*** Opening of Records for the exercise ***

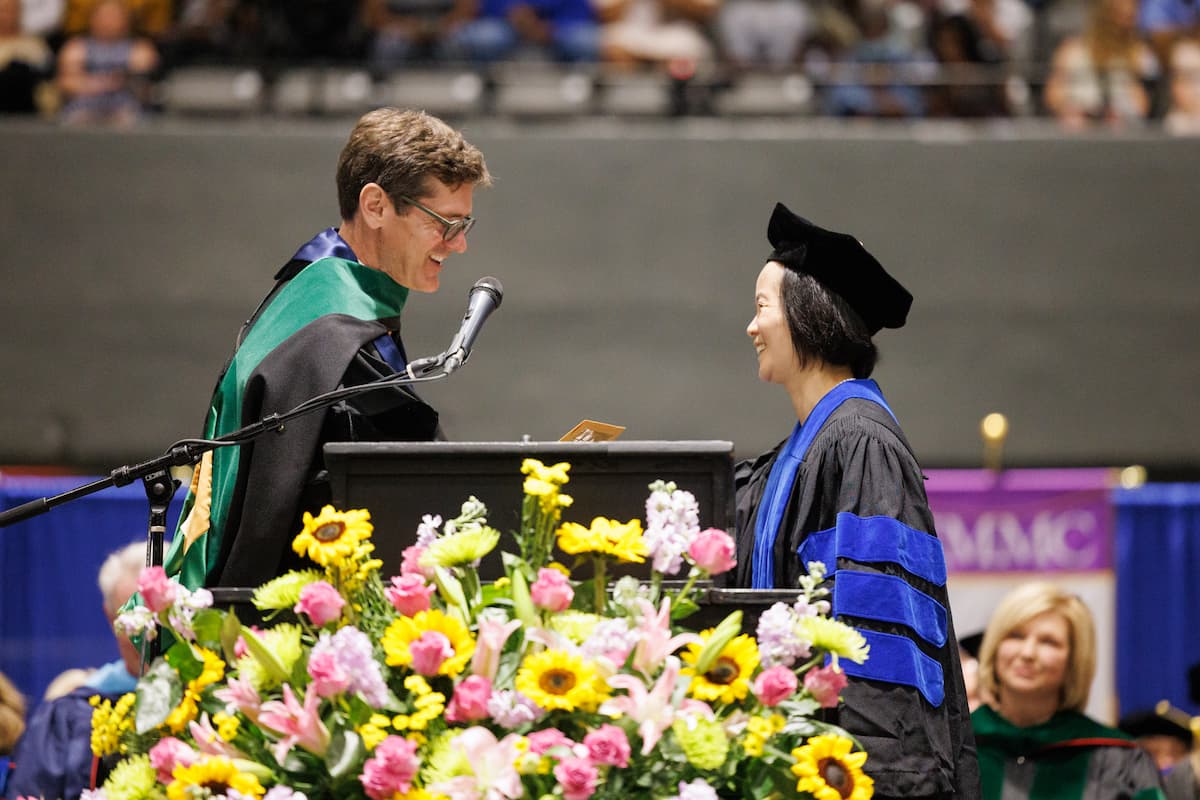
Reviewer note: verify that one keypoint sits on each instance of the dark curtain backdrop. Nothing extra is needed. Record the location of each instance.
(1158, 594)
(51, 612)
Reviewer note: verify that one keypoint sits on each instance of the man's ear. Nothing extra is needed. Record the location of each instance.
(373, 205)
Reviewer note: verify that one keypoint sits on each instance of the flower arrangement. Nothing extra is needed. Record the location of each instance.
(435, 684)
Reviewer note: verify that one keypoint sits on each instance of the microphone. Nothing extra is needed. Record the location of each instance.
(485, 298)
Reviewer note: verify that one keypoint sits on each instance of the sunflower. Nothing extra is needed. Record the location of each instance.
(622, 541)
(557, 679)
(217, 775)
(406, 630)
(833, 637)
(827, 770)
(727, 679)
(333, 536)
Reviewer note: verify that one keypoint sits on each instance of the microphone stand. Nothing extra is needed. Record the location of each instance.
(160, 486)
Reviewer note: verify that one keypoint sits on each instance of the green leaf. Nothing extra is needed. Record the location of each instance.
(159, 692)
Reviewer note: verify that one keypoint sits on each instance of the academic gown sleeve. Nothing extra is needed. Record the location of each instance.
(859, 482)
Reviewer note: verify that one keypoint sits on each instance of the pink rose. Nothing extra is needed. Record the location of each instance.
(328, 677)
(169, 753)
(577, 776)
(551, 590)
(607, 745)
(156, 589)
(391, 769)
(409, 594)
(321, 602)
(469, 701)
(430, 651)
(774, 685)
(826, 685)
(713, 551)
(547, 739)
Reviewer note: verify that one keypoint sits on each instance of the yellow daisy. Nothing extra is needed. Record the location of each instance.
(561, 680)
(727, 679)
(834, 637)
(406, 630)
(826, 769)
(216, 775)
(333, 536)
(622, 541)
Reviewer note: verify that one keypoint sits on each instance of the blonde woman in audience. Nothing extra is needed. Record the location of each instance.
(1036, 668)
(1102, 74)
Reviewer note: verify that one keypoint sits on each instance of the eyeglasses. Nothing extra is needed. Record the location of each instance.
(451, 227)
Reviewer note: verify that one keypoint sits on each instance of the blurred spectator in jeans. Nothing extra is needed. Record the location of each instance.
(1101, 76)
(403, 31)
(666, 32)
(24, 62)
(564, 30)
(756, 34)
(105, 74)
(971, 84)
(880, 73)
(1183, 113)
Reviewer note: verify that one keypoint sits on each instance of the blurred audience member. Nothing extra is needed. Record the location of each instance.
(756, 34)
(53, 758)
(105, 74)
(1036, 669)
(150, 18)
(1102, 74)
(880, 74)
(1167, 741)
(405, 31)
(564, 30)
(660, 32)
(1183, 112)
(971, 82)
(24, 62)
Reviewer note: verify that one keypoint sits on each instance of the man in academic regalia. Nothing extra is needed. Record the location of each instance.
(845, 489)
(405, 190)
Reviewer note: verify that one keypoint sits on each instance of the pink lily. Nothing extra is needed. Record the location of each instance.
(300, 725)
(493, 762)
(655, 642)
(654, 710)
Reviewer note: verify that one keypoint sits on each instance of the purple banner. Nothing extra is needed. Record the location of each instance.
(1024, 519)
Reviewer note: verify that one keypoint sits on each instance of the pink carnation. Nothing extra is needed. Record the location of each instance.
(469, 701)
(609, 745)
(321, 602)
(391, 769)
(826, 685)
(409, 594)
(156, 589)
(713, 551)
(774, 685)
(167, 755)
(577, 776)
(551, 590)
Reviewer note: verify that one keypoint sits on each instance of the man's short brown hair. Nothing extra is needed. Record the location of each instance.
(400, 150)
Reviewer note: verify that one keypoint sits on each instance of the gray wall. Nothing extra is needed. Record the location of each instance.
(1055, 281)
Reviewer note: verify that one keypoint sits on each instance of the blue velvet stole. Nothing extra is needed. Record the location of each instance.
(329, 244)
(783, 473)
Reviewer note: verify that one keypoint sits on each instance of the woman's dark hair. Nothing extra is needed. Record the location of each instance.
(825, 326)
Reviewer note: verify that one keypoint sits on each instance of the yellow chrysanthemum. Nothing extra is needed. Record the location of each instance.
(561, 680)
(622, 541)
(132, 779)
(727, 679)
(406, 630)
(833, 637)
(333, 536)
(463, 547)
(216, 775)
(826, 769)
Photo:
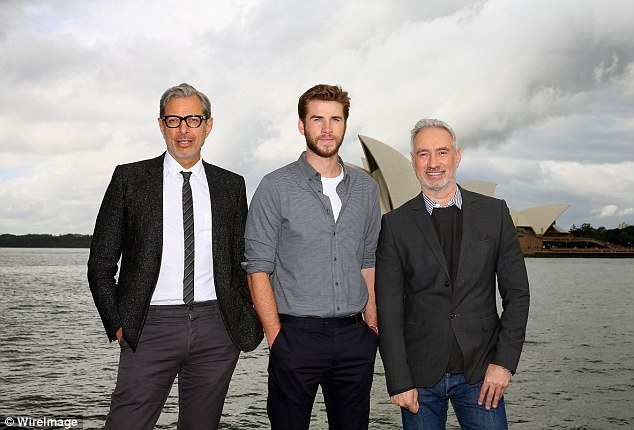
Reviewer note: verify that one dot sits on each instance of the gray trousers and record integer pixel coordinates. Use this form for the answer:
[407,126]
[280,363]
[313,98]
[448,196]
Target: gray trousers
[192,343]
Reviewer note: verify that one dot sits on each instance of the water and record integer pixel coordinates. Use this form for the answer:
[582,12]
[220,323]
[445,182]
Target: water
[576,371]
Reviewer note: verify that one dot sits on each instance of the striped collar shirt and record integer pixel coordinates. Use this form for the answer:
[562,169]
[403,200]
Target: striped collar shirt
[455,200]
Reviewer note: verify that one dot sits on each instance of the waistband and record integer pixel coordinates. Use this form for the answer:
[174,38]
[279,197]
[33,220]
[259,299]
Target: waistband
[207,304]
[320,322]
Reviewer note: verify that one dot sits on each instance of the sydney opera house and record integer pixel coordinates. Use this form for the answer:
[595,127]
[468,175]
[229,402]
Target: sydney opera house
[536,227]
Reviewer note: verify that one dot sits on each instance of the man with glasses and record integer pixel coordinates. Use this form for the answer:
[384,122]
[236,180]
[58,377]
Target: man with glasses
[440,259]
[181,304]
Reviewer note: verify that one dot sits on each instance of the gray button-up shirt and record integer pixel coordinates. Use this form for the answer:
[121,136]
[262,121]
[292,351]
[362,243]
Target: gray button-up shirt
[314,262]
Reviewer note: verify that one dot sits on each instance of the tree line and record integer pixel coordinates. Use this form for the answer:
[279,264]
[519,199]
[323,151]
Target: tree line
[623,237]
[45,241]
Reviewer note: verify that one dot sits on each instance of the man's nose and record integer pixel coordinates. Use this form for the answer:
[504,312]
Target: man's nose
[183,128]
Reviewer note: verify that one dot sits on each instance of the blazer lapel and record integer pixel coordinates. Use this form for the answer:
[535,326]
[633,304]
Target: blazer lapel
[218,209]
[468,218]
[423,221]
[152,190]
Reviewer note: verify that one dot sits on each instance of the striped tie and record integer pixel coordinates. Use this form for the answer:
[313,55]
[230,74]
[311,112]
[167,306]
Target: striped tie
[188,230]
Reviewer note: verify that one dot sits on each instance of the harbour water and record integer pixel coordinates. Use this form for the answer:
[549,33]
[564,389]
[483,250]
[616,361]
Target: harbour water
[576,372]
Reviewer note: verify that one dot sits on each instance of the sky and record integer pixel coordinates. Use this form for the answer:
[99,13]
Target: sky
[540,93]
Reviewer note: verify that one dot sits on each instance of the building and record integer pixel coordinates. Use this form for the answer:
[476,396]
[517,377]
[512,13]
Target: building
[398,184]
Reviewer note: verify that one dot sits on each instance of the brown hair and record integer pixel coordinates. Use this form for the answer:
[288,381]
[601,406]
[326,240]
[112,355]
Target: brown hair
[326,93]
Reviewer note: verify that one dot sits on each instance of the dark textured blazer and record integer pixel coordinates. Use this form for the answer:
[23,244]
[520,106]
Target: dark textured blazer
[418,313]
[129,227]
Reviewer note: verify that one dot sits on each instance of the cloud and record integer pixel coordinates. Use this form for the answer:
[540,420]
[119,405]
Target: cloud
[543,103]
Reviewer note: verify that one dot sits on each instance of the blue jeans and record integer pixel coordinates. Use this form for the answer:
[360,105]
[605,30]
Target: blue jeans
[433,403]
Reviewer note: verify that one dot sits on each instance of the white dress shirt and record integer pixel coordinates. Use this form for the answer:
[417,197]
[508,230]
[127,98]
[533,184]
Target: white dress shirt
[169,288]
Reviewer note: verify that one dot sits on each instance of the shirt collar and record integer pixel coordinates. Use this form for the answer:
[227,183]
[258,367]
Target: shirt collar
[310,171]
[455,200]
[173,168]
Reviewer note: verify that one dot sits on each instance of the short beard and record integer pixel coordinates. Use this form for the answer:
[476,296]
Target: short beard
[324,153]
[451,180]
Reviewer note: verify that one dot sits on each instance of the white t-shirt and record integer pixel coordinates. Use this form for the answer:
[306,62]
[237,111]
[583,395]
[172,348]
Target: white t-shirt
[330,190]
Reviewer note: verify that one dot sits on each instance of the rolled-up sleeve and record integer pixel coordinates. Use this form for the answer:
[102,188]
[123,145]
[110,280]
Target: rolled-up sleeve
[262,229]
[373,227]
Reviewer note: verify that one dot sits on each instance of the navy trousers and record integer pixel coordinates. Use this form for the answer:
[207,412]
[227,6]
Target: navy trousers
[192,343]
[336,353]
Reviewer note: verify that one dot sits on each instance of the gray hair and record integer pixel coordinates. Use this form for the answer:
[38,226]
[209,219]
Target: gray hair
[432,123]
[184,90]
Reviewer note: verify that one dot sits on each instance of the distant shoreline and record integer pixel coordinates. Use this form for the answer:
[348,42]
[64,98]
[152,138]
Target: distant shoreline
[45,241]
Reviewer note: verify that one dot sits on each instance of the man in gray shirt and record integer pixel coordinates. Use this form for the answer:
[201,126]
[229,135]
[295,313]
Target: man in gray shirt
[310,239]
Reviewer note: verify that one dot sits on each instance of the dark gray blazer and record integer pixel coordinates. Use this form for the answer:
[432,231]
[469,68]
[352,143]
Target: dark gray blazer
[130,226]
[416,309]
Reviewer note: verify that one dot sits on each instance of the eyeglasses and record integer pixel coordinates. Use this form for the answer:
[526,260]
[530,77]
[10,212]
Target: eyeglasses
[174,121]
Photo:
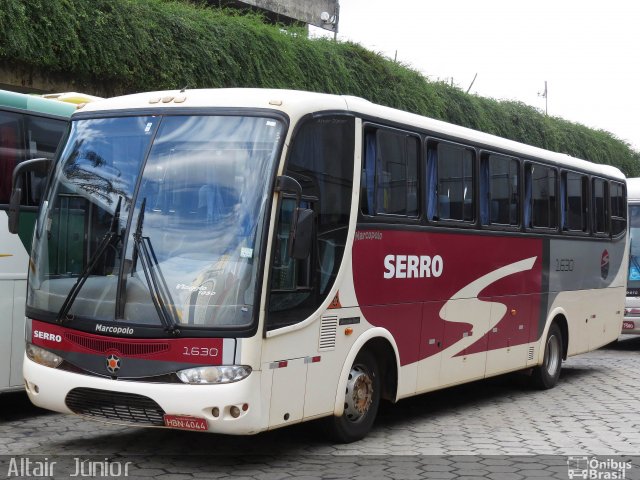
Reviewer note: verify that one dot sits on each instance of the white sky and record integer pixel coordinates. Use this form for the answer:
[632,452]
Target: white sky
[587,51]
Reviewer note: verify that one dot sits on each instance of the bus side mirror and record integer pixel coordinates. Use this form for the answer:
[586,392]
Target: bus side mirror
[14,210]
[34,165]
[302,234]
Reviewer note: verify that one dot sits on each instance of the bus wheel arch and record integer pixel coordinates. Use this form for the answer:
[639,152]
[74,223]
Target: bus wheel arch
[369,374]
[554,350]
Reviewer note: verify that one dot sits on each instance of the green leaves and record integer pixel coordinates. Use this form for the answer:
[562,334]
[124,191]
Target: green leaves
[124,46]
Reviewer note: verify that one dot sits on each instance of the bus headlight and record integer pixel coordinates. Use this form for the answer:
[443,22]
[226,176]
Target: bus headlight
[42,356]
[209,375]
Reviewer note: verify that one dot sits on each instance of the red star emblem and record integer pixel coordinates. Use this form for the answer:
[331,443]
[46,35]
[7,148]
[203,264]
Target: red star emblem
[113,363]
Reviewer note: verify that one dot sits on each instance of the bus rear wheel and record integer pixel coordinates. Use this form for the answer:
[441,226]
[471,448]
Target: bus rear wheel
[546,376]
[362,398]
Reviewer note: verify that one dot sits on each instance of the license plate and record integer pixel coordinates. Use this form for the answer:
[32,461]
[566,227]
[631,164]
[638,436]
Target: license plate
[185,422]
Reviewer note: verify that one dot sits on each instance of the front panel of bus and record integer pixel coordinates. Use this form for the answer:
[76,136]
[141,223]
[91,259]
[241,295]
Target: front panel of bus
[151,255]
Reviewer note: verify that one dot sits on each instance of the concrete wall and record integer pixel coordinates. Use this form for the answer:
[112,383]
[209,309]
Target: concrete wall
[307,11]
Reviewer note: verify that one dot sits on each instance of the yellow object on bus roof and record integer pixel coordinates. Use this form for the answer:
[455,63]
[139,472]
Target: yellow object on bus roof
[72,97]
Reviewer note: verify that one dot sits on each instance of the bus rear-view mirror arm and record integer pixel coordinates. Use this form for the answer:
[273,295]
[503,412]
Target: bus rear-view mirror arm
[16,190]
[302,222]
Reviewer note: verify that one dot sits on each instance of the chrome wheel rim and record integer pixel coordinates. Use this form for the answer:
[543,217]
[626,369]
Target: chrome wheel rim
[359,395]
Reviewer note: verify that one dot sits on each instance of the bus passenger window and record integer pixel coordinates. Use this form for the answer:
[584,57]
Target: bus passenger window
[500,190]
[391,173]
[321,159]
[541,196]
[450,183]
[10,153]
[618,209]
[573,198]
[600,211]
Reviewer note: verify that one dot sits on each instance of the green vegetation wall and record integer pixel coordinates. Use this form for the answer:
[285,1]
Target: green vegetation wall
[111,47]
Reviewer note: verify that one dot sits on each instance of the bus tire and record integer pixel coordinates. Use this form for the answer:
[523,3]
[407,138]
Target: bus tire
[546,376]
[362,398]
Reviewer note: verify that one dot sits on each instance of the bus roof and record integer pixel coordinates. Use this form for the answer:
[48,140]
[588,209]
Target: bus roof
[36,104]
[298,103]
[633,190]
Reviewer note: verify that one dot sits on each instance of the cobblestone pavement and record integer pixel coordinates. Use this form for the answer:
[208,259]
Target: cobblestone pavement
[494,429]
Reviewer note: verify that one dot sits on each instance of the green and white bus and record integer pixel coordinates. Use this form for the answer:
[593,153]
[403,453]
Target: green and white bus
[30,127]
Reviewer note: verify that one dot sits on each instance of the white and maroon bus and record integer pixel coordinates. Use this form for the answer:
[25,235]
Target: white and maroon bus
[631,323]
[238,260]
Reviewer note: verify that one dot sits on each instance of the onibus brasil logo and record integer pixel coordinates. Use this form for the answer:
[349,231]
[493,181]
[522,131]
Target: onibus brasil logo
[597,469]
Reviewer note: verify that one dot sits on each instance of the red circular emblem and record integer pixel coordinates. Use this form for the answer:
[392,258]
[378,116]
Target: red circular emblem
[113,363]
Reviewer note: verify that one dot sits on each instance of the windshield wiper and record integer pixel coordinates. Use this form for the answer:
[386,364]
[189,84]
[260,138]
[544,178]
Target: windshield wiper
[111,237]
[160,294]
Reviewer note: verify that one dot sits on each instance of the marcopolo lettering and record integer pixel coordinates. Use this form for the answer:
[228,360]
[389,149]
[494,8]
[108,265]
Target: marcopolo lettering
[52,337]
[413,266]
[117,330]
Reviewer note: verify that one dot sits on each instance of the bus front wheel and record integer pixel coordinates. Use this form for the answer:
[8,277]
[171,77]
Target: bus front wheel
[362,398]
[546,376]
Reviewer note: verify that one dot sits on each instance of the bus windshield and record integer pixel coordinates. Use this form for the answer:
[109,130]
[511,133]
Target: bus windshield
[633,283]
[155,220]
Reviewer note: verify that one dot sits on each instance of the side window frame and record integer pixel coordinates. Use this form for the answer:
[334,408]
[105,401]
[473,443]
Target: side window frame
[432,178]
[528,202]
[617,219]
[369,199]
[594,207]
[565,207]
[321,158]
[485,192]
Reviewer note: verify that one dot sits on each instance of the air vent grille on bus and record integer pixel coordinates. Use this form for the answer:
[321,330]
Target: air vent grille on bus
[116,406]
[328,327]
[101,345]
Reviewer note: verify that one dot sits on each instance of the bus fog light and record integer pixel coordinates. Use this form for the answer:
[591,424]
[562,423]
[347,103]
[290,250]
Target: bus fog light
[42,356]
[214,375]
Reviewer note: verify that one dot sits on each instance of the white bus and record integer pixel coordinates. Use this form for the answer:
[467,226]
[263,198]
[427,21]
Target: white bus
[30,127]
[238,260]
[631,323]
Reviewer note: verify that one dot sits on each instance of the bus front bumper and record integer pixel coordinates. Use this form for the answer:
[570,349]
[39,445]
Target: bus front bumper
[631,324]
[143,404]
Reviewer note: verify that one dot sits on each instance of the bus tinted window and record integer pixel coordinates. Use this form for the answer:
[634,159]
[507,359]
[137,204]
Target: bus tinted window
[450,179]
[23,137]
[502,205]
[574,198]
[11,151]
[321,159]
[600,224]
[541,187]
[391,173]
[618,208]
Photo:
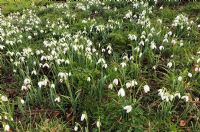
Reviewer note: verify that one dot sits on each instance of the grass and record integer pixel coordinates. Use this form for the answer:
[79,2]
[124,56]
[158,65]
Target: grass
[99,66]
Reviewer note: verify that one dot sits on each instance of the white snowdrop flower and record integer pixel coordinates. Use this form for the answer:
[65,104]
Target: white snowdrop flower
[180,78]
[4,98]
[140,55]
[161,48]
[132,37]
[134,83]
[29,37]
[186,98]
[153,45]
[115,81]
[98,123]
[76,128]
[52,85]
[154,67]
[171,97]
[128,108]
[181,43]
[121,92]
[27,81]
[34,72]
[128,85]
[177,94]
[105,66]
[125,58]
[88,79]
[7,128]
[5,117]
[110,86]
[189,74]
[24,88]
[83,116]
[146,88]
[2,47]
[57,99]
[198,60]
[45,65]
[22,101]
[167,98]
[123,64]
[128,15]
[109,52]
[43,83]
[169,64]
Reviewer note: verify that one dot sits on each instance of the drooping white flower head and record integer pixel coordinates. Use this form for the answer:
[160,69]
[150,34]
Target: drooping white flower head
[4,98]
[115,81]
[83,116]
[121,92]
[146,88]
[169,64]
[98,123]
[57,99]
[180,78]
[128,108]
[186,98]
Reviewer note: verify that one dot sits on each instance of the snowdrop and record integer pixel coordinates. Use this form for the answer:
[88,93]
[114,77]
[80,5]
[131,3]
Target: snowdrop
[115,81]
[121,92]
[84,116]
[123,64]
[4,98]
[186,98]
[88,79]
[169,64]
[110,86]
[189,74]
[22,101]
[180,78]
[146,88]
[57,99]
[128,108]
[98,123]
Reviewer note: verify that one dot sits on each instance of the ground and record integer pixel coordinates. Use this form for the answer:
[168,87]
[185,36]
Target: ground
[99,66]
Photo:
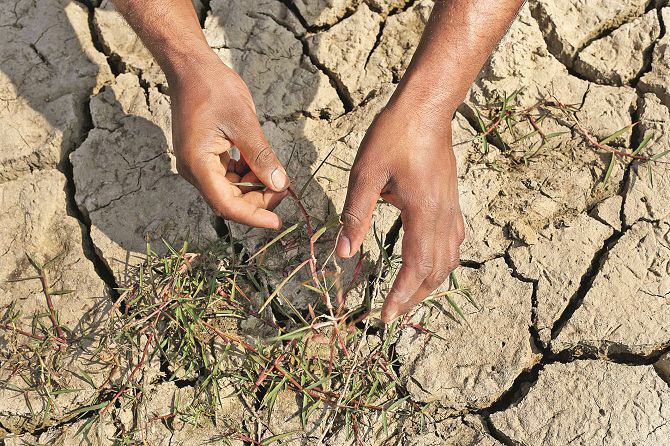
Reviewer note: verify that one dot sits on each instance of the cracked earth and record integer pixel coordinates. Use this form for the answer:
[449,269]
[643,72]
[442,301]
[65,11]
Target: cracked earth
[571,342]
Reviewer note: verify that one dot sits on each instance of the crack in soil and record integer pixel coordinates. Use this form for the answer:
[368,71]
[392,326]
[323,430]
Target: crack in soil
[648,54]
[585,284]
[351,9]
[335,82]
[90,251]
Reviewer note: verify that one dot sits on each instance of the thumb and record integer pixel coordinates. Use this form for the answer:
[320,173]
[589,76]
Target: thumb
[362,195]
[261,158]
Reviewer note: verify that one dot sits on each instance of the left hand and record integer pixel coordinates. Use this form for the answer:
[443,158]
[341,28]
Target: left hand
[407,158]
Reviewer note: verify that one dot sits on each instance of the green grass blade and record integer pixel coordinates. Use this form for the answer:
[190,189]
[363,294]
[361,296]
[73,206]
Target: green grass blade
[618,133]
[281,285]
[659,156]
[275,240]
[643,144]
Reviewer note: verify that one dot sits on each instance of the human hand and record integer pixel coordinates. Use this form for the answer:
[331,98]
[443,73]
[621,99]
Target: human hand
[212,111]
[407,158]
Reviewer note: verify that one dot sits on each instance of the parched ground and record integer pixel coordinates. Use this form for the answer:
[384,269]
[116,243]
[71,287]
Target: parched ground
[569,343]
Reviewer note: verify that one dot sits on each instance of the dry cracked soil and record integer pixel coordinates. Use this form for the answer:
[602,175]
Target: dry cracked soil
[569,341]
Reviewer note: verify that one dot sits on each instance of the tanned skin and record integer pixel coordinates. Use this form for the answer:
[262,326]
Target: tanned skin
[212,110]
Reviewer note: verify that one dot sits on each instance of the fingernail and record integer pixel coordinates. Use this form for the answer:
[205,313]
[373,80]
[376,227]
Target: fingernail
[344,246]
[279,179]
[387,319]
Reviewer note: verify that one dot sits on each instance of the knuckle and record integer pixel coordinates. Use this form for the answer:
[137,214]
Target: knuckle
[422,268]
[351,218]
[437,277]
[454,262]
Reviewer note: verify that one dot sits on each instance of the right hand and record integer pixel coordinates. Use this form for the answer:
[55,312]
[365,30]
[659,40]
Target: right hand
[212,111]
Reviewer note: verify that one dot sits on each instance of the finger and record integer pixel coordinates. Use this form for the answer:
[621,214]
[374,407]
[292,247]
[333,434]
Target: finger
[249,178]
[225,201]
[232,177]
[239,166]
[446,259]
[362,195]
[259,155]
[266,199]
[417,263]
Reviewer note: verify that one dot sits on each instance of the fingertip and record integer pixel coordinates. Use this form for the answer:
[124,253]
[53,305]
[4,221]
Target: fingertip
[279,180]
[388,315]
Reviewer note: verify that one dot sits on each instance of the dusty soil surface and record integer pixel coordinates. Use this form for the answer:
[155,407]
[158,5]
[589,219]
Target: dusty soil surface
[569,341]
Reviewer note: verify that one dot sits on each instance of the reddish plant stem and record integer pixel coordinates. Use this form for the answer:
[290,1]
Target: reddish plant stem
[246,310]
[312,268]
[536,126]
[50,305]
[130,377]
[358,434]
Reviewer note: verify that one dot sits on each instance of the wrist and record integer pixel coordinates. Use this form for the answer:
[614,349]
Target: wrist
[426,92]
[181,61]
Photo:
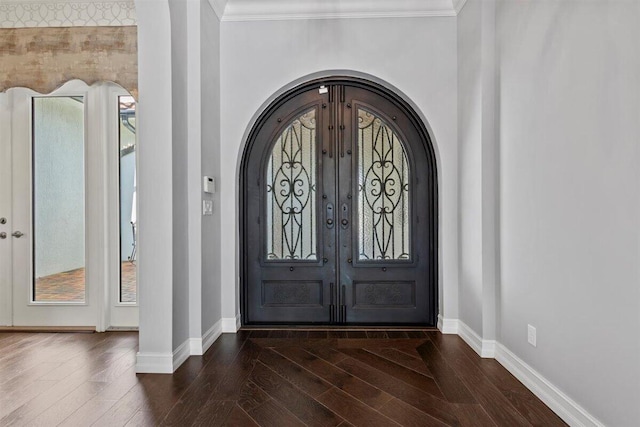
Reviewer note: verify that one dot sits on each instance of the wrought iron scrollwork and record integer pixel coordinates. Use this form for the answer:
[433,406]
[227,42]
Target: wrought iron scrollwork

*** Close of Records for the exercise ***

• Your instructions: Check each line of the entries for the word "iron". State how many lines hold it, and write nothing else.

• Output of the exercise: 2